→ **REQUIRED TASK**: Starting at the line that contains "of the dirt" and running through the end of the items, update the lines so that "broad green leaf" becomes "wide green leaf" and nothing else changes. Leave the pictures out of your answer.

→ **DATA SHOWN**:
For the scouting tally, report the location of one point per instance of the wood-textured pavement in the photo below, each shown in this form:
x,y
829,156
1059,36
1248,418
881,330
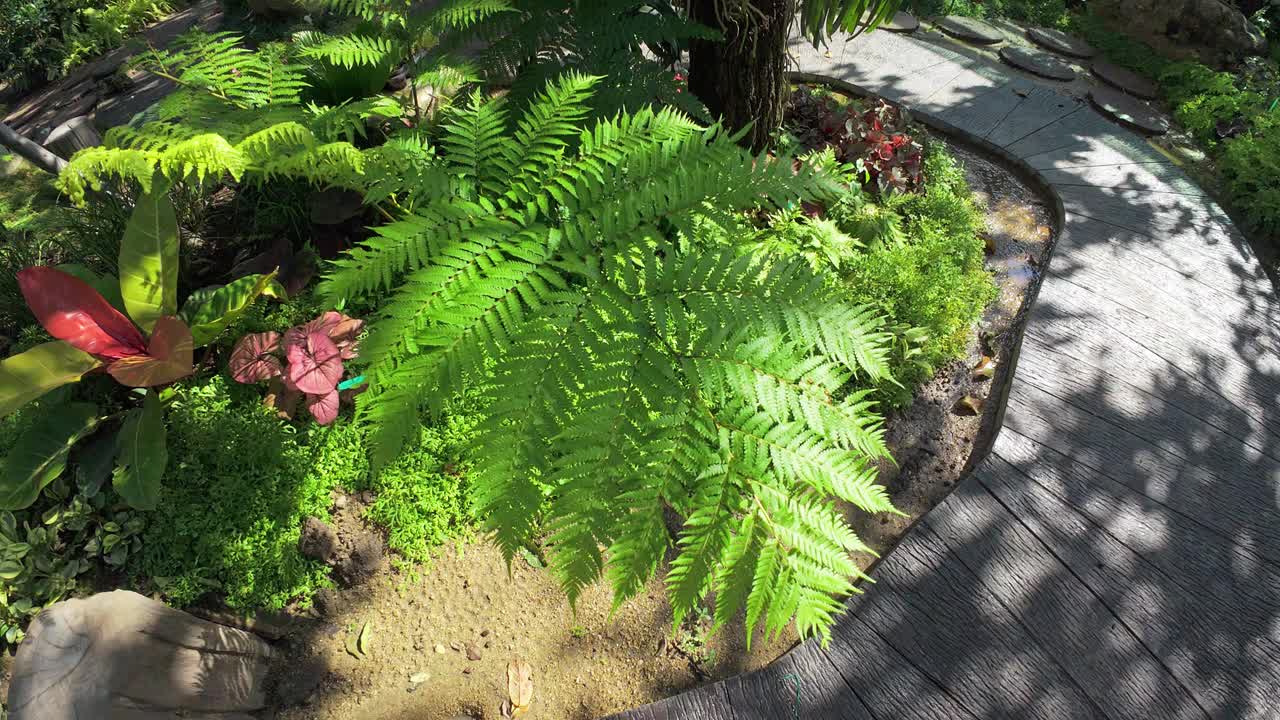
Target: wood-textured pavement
x,y
1118,554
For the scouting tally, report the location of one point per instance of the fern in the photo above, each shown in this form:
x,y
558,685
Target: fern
x,y
630,368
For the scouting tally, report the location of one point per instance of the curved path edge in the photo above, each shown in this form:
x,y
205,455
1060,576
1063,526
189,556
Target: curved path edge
x,y
1118,552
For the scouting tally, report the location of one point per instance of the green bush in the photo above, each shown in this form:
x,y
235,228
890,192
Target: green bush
x,y
423,499
1202,99
1050,13
50,550
234,495
1251,169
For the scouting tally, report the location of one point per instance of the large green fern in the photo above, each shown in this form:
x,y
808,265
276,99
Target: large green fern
x,y
627,368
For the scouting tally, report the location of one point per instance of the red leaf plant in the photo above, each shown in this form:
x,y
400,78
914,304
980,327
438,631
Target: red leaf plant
x,y
77,314
305,364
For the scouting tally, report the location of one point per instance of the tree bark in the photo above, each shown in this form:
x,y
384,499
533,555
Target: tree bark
x,y
28,150
743,77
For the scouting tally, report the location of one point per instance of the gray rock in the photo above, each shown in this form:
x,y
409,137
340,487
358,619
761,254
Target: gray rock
x,y
1129,112
1210,23
970,30
1060,42
318,541
122,656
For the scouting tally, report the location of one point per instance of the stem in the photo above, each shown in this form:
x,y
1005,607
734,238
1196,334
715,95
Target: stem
x,y
30,151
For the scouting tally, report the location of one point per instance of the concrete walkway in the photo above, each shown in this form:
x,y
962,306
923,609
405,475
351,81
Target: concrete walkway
x,y
1118,555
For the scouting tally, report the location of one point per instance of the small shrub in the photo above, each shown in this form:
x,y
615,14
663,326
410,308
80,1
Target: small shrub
x,y
49,551
935,278
1251,168
423,499
234,497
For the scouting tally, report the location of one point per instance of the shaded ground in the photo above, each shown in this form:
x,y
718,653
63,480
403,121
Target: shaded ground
x,y
594,664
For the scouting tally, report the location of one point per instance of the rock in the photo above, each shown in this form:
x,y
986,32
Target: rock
x,y
117,656
1207,23
1124,80
970,30
1037,62
123,108
76,133
318,541
1128,112
330,602
1060,42
334,205
362,561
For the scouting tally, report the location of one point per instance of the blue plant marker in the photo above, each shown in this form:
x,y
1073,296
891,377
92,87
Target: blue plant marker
x,y
795,703
352,382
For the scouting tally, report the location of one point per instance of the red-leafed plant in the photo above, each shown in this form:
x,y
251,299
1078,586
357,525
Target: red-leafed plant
x,y
873,136
302,365
132,328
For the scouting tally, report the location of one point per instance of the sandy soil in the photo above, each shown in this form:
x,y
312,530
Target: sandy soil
x,y
439,639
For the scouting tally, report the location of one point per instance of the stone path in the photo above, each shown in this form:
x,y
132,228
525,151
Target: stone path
x,y
1118,555
85,91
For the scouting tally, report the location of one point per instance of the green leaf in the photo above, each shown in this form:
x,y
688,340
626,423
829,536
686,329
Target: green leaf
x,y
106,286
30,374
149,260
141,455
210,310
40,455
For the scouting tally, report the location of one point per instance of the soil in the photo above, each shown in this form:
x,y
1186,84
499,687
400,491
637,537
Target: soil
x,y
439,639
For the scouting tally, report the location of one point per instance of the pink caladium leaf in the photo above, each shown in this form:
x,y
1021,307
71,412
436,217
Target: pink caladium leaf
x,y
324,408
169,356
256,359
315,364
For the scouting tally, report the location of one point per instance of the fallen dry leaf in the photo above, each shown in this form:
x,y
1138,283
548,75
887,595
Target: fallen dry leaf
x,y
520,686
968,405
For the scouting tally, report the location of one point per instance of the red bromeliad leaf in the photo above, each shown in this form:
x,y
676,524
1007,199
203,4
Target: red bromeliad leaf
x,y
341,329
169,356
315,364
255,358
73,311
324,408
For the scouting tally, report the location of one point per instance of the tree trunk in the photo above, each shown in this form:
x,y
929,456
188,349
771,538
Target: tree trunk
x,y
28,150
743,77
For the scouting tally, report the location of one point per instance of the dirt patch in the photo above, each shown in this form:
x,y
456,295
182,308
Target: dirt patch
x,y
442,638
933,440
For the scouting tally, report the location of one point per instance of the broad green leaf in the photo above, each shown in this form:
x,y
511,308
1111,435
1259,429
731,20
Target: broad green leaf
x,y
40,455
210,313
31,374
141,455
106,286
149,260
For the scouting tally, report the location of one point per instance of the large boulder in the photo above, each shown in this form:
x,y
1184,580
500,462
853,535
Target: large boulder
x,y
1210,24
122,656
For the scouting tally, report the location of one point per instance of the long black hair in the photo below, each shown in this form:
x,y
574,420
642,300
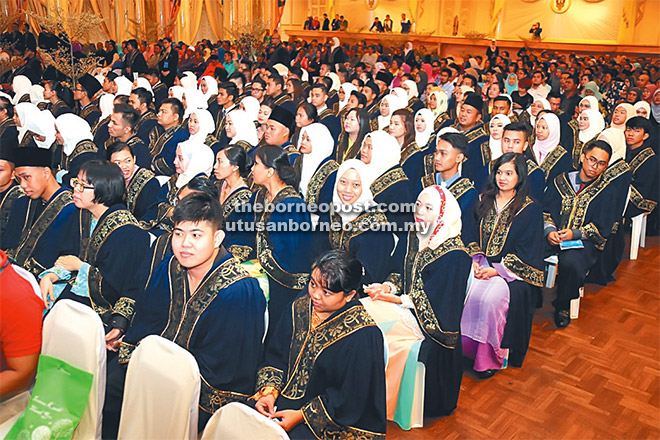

→ **RESPONSE**:
For the scouting tally, report the location of one point per instance of the dirt patch in the photo above, each shown in this form:
x,y
456,295
182,308
Target: dirt patch
x,y
442,638
933,440
For the scouting tally, report the location of one point per instance of the wide green leaf in the photo above, each shown in this form:
x,y
511,308
1111,435
1259,429
731,20
Target: wide green leaf
x,y
40,455
210,313
31,374
141,455
106,286
149,260
For the scouting tally, report the location of one point per instance of the large boulder in the photo above, each shown in this form:
x,y
1184,580
500,462
853,535
Target: large boulder
x,y
1210,24
122,656
For the scouting tally, report the location of one point per instance of the long black hair in the photo below, each shown in this form:
x,y
574,420
642,300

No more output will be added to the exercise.